Short exercise:
Exclude the pictures, then quote exactly the lines from the one holding "Would you be" through the last line of the records.

Material provided:
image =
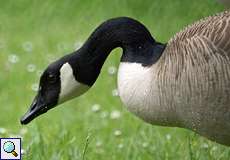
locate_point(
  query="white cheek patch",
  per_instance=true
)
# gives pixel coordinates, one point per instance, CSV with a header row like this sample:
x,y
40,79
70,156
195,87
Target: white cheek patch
x,y
70,87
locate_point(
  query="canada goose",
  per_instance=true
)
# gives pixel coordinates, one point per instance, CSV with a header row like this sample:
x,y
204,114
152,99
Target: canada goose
x,y
184,83
225,2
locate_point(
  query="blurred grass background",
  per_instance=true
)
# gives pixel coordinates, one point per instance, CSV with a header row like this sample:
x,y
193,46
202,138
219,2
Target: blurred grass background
x,y
34,33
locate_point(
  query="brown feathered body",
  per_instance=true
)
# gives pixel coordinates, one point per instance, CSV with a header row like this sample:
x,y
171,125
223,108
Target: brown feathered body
x,y
189,86
194,77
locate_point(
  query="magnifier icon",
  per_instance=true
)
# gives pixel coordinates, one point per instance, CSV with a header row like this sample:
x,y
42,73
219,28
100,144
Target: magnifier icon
x,y
9,147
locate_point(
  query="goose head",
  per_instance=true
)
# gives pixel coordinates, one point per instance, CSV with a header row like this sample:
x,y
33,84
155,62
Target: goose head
x,y
73,74
58,83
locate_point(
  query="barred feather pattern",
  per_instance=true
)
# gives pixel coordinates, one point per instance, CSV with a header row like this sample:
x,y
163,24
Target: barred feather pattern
x,y
193,77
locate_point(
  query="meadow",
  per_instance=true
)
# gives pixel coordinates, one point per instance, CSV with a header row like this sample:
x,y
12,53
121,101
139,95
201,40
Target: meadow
x,y
95,126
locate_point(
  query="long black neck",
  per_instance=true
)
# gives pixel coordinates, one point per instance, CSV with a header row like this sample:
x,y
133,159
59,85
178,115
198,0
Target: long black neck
x,y
136,41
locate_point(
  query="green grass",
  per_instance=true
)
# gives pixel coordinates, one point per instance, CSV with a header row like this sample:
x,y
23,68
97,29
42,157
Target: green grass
x,y
73,131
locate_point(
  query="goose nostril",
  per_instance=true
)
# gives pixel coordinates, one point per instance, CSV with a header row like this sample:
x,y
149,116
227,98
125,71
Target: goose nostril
x,y
33,106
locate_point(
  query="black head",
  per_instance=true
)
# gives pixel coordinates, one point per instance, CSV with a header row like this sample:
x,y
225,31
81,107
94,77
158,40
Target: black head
x,y
48,93
57,85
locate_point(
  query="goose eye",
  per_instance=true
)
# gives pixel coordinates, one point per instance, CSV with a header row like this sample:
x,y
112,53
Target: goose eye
x,y
51,78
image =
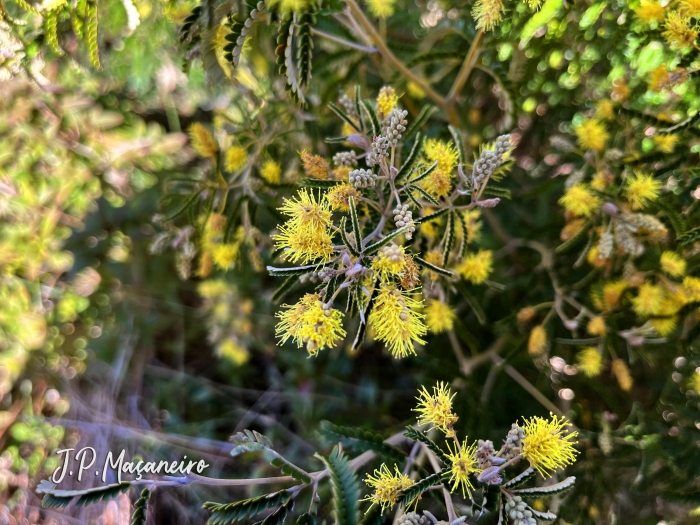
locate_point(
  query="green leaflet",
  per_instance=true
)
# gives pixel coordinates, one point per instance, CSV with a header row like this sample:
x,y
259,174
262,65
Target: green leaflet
x,y
360,440
249,441
226,513
346,488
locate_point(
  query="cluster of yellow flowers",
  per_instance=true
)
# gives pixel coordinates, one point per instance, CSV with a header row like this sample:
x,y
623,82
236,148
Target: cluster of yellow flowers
x,y
545,443
377,260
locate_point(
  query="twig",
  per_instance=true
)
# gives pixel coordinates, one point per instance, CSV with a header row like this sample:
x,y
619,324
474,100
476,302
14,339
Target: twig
x,y
342,41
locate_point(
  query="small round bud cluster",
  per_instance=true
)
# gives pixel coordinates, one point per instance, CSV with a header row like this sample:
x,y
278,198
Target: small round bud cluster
x,y
380,150
412,518
490,160
348,105
518,511
392,252
513,442
605,245
404,217
394,125
345,158
484,453
361,178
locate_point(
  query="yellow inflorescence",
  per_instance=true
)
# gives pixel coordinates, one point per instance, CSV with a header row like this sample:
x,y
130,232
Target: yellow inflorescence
x,y
463,466
596,326
649,11
649,300
236,158
306,236
387,486
678,32
580,200
642,189
315,166
488,13
546,446
592,135
476,267
396,321
436,409
537,342
386,100
310,323
439,316
590,362
673,264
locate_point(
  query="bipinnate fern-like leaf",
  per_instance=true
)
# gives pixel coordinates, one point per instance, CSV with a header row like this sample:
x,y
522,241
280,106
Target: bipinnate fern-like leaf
x,y
346,488
226,513
249,441
360,440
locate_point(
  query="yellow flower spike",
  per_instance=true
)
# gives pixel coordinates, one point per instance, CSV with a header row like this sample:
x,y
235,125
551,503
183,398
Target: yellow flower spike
x,y
690,8
596,326
306,236
649,300
436,409
592,135
673,264
236,158
641,189
271,172
488,13
580,200
622,374
476,267
590,362
225,255
397,322
439,317
694,382
387,99
691,289
311,323
678,32
546,446
463,466
537,342
649,11
443,152
387,486
381,9
202,140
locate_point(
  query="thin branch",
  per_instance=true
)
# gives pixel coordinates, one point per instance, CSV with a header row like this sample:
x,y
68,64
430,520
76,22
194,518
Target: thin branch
x,y
377,40
342,41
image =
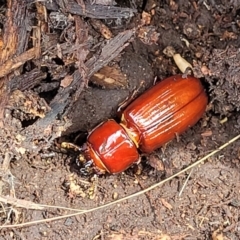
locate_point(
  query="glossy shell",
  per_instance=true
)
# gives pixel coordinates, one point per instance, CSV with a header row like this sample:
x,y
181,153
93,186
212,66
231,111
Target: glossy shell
x,y
110,147
164,111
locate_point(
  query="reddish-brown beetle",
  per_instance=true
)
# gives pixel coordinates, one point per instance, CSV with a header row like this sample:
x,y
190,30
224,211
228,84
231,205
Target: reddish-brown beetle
x,y
157,116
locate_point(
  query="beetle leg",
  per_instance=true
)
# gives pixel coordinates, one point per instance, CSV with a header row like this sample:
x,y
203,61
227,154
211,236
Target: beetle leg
x,y
129,99
87,168
73,146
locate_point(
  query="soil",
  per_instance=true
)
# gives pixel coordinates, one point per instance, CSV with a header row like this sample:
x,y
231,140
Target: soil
x,y
202,203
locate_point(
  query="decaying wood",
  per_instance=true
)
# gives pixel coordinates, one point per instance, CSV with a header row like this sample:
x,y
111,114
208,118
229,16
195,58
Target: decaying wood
x,y
27,80
14,63
74,50
96,10
15,39
48,128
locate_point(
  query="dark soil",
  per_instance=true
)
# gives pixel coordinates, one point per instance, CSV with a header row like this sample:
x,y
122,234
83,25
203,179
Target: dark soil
x,y
207,34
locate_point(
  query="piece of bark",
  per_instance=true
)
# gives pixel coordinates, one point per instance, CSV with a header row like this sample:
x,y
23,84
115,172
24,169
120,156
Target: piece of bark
x,y
49,128
96,11
14,63
110,78
15,39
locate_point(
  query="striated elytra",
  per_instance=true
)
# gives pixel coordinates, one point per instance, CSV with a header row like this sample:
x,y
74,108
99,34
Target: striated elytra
x,y
153,119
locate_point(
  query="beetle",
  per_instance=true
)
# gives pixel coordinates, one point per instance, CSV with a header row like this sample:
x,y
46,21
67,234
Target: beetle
x,y
154,118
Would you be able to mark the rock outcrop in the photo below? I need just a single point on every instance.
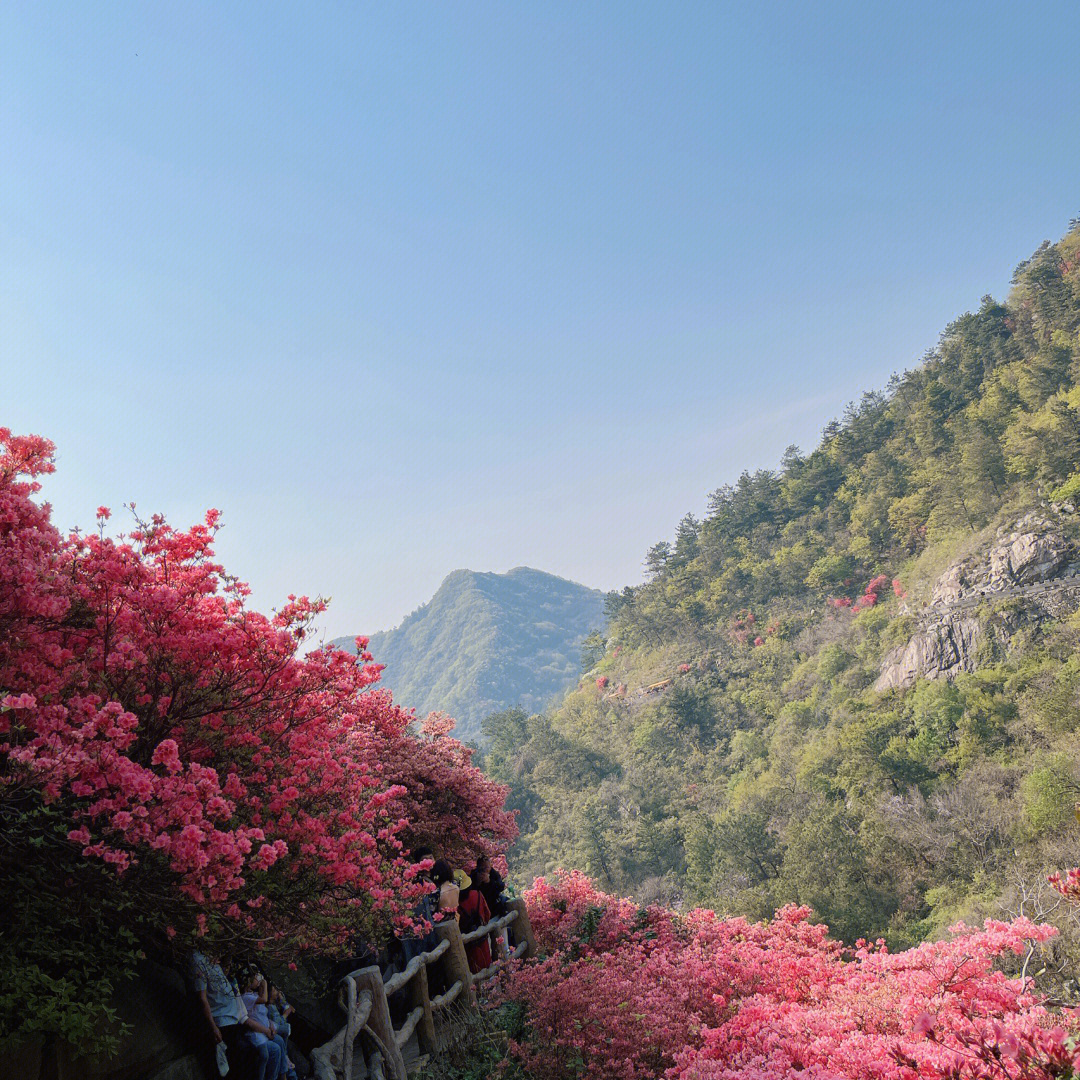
(1034, 550)
(1030, 561)
(940, 651)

Finished answer:
Would you be able to mark the rock outcrop in the photo below? I need just a single point on every instance.
(1034, 550)
(1030, 561)
(940, 651)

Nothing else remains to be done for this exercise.